[PAGE TEXT Boundary: Start]

Partners Bullish That Cisco's New IoT Platform Will Overcome Internet Of Things Challenges
Partners are pumped about the new IoT Operations Platform unveiled by Cisco today; they believe Cisco's platform can solve many of the issues customers have when deploying Internet of Things solutions.
"Right now, I'm dealing with customers in the medical industry that have problems with the WannaCry [ransomware attack] because these connected medical devices are running very old operating systems – they have no updates, no ability to change the operating system, they can't scale … There's a lot of struggles with IoT," said Robert Keblusek, CTO of Sentinel Technologies, a Downers Grove, Ill., solution provider and Cisco Gold partner. "There's not really an easy platform or at scale. How do you manage and scale these things? How do you secure them at scale? These are all questions I think Cisco's platform can answer."
Cisco recently finished a survey of 1,845 business IoT leaders which found that 60 percent of IoT initiatives stalled at the proof-of-concept stage. Of the 40 percent of the IoT projects that made it through to the pilot stage, only 26 percent were deemed successful by business leaders.
"With current tools, there's not enough technical talent to get most projects to make the leap from prototype to production. There's often not enough capacity or reliability in the network, either," said Rowan Trollope, senior vice president and general manager of Cisco's IoT and applications businesses, in a blog post. "Without a coherent set of tools like [the IoT Operations Platform], the real world will continue to get in the way of IoT deployments."
The two main failure points for IoT projects revolved around technology integration complexity – such as blending networking platforms, new products and services, and data-gathering tools together – as well as lack of internal expertise, according to the survey.
Cisco's new Cisco IoT Operations Platform aims to solve these issues with its three main components: connection management at scale, data delivery and fog computing.
Kent MacDonald, vice president of business development at Long View Systems, a Calgary, Alberta-based Cisco partner, said Cisco's fog computing is a perfect tool for the IoT platform.
"Fog is at the edge of the cloud and makes the best decisions for you," said MacDonald. "You're moving only the data that's relevant or impactful from the edge back to your core or your central operations. Fog computing takes processing to the edge to give better decisions at the edge."
Regarding scale, Trollope said the IoT platform was built to manage the exploding number of IoT devices coming online. The platform also contains scalable tools for filtering and distribution to ensure the right data streams go to the right networks, applications, data stores and people.

[PAGE TEXT Boundary: End]
[DATA TO EXAMINE Boundary: Start]

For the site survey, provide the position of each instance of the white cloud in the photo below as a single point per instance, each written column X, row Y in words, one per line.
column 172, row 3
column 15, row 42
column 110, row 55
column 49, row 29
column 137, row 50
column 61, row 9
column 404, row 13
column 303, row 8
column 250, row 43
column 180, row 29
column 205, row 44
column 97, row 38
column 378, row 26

[DATA TO EXAMINE Boundary: End]

* _DIRECTIONS_:
(a) Write out the Cisco IoT article word for word, starting at "The two main" and ending at "to the survey.".
(b) Answer these questions from the Cisco IoT article:
(i) How many business IoT leaders took part in Cisco's survey?
(ii) What are the three main components of the Cisco IoT Operations Platform?
(iii) In what city is Long View Systems based?
The rows above come from a separate source and have no connection to the Cisco IoT article.

* _EXPECTED RESULTS_:
(a)
The two main failure points for IoT projects revolved around technology integration complexity – such as blending networking platforms, new products and services, and data-gathering tools together – as well as lack of internal expertise, according to the survey.

(b)
(i) 1,845
(ii) Connection management at scale, data delivery and fog computing
(iii) Calgary, Alberta